"""

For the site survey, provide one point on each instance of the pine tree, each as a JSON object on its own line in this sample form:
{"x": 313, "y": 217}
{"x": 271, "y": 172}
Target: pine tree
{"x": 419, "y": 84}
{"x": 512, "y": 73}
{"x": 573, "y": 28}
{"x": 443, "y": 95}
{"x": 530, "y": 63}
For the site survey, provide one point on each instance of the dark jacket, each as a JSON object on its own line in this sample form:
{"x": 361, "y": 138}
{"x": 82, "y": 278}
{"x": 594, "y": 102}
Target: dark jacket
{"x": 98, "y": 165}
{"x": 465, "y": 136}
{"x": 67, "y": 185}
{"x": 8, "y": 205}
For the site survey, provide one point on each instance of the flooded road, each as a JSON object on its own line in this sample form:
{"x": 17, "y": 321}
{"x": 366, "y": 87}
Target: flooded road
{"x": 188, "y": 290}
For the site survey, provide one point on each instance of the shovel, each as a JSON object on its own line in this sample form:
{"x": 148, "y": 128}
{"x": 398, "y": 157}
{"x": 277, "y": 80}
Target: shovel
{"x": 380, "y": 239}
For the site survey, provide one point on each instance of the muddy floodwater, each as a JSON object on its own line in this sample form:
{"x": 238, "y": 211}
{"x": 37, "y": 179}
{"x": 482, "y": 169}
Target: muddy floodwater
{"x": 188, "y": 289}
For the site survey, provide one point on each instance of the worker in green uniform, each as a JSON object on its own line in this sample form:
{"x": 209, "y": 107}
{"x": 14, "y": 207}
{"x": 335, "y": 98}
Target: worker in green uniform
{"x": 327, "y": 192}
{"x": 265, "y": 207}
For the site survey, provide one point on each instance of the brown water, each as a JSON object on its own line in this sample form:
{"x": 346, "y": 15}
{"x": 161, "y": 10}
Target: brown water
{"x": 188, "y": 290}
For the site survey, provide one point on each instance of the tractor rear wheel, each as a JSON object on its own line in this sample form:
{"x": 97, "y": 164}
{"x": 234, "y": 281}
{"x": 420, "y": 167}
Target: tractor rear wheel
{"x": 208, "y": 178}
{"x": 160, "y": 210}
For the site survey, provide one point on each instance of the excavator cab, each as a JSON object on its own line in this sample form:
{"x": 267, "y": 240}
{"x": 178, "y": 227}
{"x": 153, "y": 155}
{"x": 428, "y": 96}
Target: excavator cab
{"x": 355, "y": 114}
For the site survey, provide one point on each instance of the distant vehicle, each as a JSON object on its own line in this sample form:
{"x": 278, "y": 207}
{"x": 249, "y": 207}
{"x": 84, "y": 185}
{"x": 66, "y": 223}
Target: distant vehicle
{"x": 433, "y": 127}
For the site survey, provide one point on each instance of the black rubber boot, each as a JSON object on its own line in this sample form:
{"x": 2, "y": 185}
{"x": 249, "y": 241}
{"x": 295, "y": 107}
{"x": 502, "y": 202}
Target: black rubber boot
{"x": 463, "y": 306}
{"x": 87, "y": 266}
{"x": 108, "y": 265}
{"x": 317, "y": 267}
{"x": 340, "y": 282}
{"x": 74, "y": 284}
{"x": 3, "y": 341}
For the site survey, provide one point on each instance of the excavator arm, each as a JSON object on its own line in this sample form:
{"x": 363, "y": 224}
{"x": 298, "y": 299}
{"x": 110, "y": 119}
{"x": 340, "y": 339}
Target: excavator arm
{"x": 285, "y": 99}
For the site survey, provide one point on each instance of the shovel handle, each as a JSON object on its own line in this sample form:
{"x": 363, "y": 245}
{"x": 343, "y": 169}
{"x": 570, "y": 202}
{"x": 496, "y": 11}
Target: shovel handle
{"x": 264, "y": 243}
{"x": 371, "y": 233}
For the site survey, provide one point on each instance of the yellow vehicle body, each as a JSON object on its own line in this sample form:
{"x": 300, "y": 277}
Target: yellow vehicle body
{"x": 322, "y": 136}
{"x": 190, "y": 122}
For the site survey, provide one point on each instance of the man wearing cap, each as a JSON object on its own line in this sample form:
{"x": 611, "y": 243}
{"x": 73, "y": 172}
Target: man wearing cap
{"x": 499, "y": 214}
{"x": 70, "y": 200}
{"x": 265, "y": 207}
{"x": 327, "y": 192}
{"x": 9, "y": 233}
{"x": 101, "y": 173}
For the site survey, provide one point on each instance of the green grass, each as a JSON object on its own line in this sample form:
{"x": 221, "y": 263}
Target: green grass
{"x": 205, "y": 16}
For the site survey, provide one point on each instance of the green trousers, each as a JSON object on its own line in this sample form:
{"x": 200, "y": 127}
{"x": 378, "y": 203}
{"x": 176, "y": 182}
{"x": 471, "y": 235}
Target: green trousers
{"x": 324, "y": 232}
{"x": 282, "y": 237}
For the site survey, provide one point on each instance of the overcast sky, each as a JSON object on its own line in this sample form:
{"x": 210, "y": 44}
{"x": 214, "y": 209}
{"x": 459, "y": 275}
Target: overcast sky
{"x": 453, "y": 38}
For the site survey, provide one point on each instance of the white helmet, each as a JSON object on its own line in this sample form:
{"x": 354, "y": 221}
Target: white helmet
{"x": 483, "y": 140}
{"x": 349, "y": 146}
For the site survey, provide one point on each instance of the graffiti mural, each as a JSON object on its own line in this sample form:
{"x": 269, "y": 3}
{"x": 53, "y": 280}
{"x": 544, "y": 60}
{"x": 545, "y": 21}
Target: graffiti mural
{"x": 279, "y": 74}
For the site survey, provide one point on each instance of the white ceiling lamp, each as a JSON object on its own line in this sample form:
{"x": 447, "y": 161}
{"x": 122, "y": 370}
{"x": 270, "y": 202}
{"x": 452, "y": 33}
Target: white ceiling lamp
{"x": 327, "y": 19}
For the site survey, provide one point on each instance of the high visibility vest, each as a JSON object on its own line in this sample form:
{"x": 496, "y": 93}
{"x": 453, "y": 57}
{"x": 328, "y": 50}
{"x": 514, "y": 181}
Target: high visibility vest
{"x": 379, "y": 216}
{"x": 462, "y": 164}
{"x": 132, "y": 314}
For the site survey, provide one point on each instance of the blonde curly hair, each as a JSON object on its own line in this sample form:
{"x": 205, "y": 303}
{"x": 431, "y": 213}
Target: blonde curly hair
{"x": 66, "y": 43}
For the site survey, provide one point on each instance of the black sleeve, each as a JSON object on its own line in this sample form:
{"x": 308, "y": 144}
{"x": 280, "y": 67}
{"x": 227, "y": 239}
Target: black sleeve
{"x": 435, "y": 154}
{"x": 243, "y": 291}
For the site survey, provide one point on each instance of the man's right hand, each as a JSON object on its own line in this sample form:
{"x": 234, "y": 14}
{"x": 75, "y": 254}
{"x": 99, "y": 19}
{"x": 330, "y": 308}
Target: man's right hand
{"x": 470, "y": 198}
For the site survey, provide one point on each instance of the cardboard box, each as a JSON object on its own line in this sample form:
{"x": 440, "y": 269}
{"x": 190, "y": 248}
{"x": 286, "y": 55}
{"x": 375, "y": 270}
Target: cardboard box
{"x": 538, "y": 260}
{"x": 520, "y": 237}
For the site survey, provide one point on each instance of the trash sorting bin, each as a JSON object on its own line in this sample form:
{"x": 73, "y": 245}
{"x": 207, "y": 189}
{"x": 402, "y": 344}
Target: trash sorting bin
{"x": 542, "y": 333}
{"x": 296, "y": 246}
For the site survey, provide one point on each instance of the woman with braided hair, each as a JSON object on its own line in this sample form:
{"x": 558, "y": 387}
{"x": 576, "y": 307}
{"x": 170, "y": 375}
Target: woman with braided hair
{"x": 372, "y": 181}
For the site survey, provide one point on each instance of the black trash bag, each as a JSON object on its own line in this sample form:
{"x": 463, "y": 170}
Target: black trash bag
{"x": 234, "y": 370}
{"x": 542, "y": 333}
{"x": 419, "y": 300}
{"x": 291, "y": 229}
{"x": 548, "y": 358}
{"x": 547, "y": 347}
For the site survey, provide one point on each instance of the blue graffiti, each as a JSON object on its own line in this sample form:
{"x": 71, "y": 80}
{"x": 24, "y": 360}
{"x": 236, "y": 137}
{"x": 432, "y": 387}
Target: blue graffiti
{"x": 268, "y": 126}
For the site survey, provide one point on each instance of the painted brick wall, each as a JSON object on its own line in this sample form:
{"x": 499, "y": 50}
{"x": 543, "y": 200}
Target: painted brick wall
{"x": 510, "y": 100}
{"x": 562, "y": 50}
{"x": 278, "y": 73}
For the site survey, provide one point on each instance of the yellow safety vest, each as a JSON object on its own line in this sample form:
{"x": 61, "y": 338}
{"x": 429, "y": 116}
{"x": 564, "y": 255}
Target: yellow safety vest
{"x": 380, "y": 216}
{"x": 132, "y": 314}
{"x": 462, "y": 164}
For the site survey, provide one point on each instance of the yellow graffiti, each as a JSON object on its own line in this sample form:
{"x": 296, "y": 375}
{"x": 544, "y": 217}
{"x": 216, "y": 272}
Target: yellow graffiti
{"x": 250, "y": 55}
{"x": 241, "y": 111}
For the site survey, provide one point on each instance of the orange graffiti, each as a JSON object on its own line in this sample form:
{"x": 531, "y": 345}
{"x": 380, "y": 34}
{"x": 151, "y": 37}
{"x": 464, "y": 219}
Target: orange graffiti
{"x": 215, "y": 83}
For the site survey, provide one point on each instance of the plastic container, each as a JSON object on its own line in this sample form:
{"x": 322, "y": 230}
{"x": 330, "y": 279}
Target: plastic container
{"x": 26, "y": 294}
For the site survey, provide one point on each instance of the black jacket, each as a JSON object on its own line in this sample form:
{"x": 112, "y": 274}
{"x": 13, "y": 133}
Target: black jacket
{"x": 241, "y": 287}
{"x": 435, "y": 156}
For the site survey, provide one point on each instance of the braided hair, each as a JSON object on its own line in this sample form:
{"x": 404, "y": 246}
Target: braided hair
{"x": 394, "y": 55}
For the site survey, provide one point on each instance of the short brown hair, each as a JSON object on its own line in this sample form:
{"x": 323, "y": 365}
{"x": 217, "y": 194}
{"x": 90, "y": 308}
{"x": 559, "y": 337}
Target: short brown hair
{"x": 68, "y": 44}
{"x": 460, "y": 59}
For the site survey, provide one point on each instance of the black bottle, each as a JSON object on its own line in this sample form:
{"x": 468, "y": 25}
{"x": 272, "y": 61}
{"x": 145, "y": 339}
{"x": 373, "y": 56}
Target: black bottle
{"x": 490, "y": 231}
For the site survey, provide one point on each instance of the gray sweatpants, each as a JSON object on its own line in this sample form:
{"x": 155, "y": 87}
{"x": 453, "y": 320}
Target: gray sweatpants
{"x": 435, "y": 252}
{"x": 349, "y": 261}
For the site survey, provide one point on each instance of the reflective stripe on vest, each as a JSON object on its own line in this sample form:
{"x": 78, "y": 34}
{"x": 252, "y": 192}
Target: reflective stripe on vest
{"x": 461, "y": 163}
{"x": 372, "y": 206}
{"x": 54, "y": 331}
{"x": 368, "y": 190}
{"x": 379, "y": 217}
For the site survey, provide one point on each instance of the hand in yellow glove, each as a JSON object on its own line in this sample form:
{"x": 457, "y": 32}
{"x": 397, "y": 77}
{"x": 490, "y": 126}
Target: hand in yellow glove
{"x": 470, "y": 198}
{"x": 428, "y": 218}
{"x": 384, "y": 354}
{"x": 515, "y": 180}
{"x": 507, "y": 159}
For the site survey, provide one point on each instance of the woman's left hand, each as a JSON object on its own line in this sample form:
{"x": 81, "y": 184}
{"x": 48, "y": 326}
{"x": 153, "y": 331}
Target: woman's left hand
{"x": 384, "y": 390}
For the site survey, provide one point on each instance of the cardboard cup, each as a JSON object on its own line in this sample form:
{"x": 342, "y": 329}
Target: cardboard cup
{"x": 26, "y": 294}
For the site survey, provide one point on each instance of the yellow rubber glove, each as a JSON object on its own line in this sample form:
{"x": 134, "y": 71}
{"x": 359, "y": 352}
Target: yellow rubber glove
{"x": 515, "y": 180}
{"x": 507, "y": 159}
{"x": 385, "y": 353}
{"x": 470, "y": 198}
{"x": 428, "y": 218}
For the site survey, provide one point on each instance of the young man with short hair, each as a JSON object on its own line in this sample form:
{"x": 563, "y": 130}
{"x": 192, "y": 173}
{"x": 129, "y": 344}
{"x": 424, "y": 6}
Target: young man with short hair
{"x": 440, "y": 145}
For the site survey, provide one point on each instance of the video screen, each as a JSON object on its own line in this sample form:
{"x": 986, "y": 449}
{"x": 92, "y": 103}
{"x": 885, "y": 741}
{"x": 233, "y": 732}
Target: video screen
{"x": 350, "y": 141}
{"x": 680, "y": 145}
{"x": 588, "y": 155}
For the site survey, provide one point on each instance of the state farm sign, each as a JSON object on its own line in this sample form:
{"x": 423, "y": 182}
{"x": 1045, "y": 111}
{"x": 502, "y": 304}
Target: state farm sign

"""

■ Exercise requirements
Transcribe word for word every line from the one containing "of the video" through the last line of the entries, including both of those lines.

■ Correct response
For the site survey, provide one point on each instance of the video screen, each as a JSON object on its own line in this sample form:
{"x": 986, "y": 449}
{"x": 92, "y": 103}
{"x": 885, "y": 741}
{"x": 233, "y": 732}
Target: video screen
{"x": 350, "y": 141}
{"x": 680, "y": 145}
{"x": 588, "y": 155}
For the site survey, provide one point on each instance of the state farm sign, each as a JSON object on its own line in this sample form:
{"x": 423, "y": 182}
{"x": 1045, "y": 111}
{"x": 502, "y": 304}
Target: state farm sign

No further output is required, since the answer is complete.